Repeat the records below word for word, leaving out the pictures.

→ **Material shown**
- - -

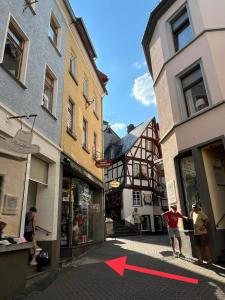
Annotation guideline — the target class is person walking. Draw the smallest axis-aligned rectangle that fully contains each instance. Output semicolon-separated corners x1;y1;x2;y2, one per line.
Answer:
161;203;188;257
190;203;212;264
132;207;141;234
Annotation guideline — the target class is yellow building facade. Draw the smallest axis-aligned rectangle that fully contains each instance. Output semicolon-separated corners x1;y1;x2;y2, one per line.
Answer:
58;1;107;259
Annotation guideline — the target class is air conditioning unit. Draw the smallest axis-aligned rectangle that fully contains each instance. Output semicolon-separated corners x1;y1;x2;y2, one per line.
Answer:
43;94;49;108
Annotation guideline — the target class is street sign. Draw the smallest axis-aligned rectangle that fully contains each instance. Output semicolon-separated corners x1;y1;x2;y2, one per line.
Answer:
95;159;112;168
109;180;120;188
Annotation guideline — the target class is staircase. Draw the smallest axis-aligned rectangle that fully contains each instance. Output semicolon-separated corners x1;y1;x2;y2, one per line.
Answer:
109;220;137;236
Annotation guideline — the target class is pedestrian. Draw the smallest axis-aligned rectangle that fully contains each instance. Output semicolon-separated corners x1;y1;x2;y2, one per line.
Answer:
161;203;187;257
24;207;37;260
190;203;212;264
132;207;141;234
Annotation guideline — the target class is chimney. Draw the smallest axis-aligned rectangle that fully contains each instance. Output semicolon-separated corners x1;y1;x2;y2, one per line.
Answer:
127;124;135;133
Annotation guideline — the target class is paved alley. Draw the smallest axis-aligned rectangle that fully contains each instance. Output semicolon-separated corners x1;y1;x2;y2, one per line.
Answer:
15;236;225;300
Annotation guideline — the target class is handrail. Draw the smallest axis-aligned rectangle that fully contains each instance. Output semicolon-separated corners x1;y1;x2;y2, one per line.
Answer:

- - -

→ **Complete output**
Annotation guideline — the target class is person walking. Draw the smallest axis-aligned rectangle that fully contains each instance. Output semicolon-separated corners x1;y1;x2;y2, one per line.
Answer:
161;203;188;257
190;203;212;264
132;207;141;234
Annotation guideline — the target class is yellow building facade. Draw the smallest axis-aligned rectangle that fully contains each instance. Output semicolon-separated corners x1;y1;x2;y2, one per line.
Answer:
58;1;107;259
Annotation guideline — the target class is air conditioning unit. Draw the smallest axis-aligned rectangle that fully contains each instance. Output semicolon-separated corners x1;y1;x2;y2, one per line.
Answer:
43;94;49;108
Annotation guideline — the target class is street sign. Draw the smallest axis-aligned rectangle that fully contains each instance. Output semicolon-separated corners x1;y1;x2;y2, one per line.
Answer:
95;159;112;168
109;180;120;188
Annotation guideline — the target class is staircase. Draw the smallest axis-aligned rectangle that fully contains each instance. Output semicolon-separated corners x1;y1;x2;y2, one per line.
Answer:
109;220;137;236
Annotation guideline — the target class is pedestrian. Draw the smallest axis-aligned rectangle that fully contains each instance. Output semicolon-separated corners x1;y1;x2;y2, one per line.
Answer:
161;203;187;257
24;207;37;260
190;203;212;264
132;207;141;234
Annotation guideline — the target class is chimney. Draw the smallest axis-aligned rectangle that fully contains each instance. Output semicolon-separated corners x1;y1;x2;y2, one per line.
Answer:
127;124;135;133
Annotation guideline — the target class is paved alley. Draw the smallest axis-aligned rectangle that fully contains each instance. Output semicolon-separated corners x1;y1;x2;y2, one per line.
Answer:
15;236;225;300
Annotation guideline — the target class is handrail. Draw the smallest axis-aligned rectangle that fully contains each instance. Output semicolon-separated corners x1;y1;x2;y2, one per line.
Answer:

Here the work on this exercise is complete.